Re: Display update issue on M1 Macs

qemu-devel.nongnu.org archive mirror
 help / color / mirror / Atom feed

From: Akihiko Odaki <akihiko.odaki@gmail.com>
To: BALATON Zoltan <balaton@eik.bme.hu>
Cc: Peter Maydell <peter.maydell@linaro.org>,
	qemu-devel@nongnu.org, Gerd Hoffmann <kraxel@redhat.com>,
	Joelle van Dyne <j@getutm.app>
Subject: Re: Display update issue on M1 Macs
Date: Fri, 3 Feb 2023 19:16:28 +0900	[thread overview]
Message-ID: <499a1290-1e90-20ef-881d-9434cbce8115@gmail.com> (raw)
In-Reply-To: <483662d9-2565-db44-0e19-fb9128f28bde@eik.bme.hu>

On 2023/02/02 19:51, BALATON Zoltan wrote:
> On Tue, 31 Jan 2023, BALATON Zoltan wrote:
>> On Tue, 31 Jan 2023, Akihiko Odaki wrote:
> [...]
> To summarise previous discussion:
> 
> - There's a problem on Apple M1 Macs with sm501 and ati-vga 2d accel 
> functions drawing from device model into the video memory of the 
> emulated card which is not shown on screen when the display update 
> callback is called from another thread. This works on x86_64 host so I 
> suspect it may be related to missing memory synchronisation that ARM may 
> need.
> 
> - This can be reproduced running AmigaOS4 on sam460ex or MorphOS (demo 
> iso downliadable from their web site) on sam460ex, pegasos2 or 
> mac99,via=pmu with -device ati-vga,romfile="" as described here: 
> http://zero.eik.bme.hu/~balaton/qemu/amiga/
> 
> - I can't test it myself lacking hardware so I have to rely on reports 
> from people who have this hardware so there may be some uncertainity in 
> the info I get.

########

Short task.
According to the mailing-list message, why might the information about the display problem be somewhat uncertain? Answer in one to three sentences. The data that comes next is from a different source than the mailing-list message.

Collected data.
########

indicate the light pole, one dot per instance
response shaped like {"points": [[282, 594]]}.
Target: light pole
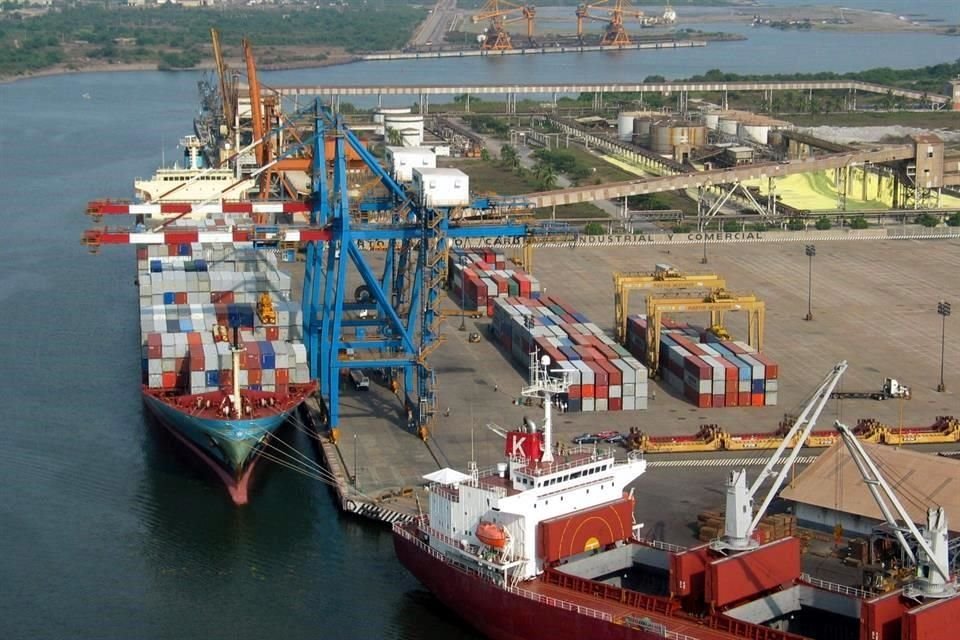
{"points": [[463, 304], [810, 250], [943, 308]]}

########

Full solution.
The writer has no hardware to test the problem on. The information therefore comes from reports by people who do have the hardware.